Using the entries below, return word for word the lines from the one containing "Each instance receives one keypoint. Mark the telephone" up to and including the last.

╔══

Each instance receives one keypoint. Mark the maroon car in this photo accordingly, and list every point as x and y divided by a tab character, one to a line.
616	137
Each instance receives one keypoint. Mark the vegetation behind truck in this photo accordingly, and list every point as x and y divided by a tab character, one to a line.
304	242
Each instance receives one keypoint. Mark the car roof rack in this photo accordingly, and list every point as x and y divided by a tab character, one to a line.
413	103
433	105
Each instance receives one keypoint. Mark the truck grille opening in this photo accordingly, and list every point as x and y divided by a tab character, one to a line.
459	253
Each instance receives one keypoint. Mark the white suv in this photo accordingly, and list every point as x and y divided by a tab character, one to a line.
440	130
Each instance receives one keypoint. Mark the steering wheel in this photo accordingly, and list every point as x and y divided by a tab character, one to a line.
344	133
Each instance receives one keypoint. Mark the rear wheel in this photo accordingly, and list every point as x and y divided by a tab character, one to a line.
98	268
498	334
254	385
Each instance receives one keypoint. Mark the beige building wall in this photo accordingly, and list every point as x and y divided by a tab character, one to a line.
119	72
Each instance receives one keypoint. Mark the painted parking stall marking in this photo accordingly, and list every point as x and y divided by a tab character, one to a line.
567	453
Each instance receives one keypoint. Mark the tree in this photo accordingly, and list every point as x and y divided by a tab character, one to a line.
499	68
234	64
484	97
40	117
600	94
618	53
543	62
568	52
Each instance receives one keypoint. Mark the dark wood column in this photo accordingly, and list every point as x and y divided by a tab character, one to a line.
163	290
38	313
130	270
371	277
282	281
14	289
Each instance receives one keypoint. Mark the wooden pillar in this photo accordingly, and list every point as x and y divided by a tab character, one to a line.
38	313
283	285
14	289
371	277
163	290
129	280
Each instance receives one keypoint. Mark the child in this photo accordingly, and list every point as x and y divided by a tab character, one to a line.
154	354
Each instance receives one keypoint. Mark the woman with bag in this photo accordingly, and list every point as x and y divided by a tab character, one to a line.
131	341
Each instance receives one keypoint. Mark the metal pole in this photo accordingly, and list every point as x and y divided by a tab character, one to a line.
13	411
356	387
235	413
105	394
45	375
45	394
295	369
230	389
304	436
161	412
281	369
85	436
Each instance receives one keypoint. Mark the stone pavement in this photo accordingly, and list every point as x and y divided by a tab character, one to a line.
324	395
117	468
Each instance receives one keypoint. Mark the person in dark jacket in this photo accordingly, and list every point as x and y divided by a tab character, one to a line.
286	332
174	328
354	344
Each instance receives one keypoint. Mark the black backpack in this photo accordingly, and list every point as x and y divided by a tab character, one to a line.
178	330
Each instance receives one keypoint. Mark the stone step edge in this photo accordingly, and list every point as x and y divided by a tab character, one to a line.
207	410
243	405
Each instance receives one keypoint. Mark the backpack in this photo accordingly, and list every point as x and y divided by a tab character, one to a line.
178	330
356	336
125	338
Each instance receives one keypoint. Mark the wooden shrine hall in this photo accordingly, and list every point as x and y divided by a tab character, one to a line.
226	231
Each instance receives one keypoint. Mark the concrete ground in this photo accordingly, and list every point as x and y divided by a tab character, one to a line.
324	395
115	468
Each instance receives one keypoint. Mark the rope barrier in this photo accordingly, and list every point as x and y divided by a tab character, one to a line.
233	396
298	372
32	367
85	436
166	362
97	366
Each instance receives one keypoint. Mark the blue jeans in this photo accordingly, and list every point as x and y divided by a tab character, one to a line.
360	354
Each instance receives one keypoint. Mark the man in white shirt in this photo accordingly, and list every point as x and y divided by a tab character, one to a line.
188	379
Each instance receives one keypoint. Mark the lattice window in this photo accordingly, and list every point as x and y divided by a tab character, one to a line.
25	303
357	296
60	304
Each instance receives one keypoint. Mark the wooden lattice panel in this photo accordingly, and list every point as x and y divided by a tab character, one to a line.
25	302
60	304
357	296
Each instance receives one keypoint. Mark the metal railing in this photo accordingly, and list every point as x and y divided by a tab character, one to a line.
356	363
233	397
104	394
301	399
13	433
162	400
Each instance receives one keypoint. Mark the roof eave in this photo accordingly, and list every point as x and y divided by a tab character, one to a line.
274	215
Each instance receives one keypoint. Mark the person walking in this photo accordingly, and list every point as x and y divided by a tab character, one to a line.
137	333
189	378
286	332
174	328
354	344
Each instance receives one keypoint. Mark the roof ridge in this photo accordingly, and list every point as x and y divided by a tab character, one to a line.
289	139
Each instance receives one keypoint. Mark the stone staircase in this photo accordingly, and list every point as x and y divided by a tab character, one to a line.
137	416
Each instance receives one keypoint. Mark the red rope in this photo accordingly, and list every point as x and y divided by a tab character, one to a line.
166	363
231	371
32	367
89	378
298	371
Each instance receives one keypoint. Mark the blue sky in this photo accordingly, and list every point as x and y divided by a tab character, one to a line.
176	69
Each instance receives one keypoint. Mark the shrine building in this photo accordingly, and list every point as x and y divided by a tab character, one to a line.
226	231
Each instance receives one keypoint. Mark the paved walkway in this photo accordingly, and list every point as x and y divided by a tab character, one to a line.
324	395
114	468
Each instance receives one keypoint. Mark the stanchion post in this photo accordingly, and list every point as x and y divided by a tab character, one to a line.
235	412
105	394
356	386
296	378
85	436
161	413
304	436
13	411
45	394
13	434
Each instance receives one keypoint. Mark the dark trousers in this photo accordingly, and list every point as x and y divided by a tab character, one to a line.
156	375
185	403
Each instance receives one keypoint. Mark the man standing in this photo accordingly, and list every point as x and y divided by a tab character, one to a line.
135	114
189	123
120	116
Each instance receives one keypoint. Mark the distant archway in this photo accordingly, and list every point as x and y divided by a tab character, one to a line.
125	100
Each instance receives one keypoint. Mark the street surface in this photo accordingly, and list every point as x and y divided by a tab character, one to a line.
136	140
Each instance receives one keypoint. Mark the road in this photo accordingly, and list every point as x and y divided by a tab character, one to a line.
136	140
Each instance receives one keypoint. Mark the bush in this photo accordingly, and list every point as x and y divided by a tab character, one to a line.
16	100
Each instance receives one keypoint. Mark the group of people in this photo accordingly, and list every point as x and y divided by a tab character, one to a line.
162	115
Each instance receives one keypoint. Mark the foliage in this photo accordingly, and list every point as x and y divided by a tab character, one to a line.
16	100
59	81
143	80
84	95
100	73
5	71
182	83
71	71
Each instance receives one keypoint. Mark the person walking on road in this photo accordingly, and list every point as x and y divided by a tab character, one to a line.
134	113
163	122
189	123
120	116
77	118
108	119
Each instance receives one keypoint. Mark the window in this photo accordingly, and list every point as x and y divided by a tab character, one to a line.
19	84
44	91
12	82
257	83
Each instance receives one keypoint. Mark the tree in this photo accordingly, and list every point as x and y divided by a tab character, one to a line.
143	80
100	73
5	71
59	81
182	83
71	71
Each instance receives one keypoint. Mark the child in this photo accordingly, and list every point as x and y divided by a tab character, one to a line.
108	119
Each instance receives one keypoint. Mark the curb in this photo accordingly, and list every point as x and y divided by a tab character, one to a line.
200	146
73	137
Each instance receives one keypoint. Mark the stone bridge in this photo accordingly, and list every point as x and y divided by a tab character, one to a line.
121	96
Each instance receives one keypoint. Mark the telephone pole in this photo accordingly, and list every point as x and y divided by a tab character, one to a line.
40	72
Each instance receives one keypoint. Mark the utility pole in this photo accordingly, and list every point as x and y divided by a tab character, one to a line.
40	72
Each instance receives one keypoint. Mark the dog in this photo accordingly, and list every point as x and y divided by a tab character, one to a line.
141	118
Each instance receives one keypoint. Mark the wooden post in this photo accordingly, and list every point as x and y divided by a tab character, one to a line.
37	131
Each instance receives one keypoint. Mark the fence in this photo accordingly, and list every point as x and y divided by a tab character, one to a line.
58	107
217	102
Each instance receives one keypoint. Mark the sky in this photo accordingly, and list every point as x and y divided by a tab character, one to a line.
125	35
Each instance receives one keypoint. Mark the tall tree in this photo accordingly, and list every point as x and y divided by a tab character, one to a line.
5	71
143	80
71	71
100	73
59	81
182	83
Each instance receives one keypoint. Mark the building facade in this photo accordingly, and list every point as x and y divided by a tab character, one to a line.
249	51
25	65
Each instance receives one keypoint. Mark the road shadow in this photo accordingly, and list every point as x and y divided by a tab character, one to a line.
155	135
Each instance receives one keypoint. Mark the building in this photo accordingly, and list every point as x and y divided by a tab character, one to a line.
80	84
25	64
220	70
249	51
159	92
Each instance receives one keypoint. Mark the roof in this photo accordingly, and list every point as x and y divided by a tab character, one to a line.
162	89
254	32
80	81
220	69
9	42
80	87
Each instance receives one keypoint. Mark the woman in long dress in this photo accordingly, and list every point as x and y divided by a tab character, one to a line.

╚══

Output below =
Each instance receives one keypoint. Mark the telephone pole in this photo accordingly, and list every point as x and y divided by a tab character, one to a line.
40	72
Each instance receives one keypoint. Mark the utility pole in this photo accordingly, and list every point as x and y divided by a tab character, one to a line.
40	72
Each instance receives one keypoint. Mark the dog in this photo accordingly, and list every point as x and y divided by a tab character, one to a line.
141	118
Each instance receives one keypoint. Mark the wooden post in this photo accordingly, and list every point as x and y divided by a tab character, one to a line.
37	131
Each instance receives one keypoint. Mark the fence in this photo accordingly, and list every point as x and y divided by a tab character, one to a line.
58	107
217	102
Each instance receives one keypoint. Mark the sky in this photo accordingly, and list every point as x and y divided by a tab character, one to a line.
125	35
Each instance receives one keypoint. Mark the tall tree in this photo accordingly, and list every point as x and y divided by a tab character, one to a line.
5	71
143	80
71	71
100	73
59	81
182	83
Each instance receives one keypoint. Mark the building facade in this photo accordingly, and list every point as x and y divided by a tab character, one to a line.
249	51
25	65
Each instance receives one keypoint. Mark the road shadow in this photo accordingly, and list every point as x and y divided by a tab character, one to a line.
155	135
Each instance receives one keypoint. Mark the building in this photo accordingly, and list every point as x and y divided by a tab character, one to a line.
80	84
25	64
220	70
249	51
159	92
Each instance receives one keypoint. Mark the roof in this photo accordingly, and list every point as x and y divided by a tab character, one to a line.
162	89
254	32
80	81
220	69
9	42
80	87
Each instance receives one keypoint. Mark the woman in long dress in this photo accordingly, and list every point as x and y divided by a tab character, one to a line.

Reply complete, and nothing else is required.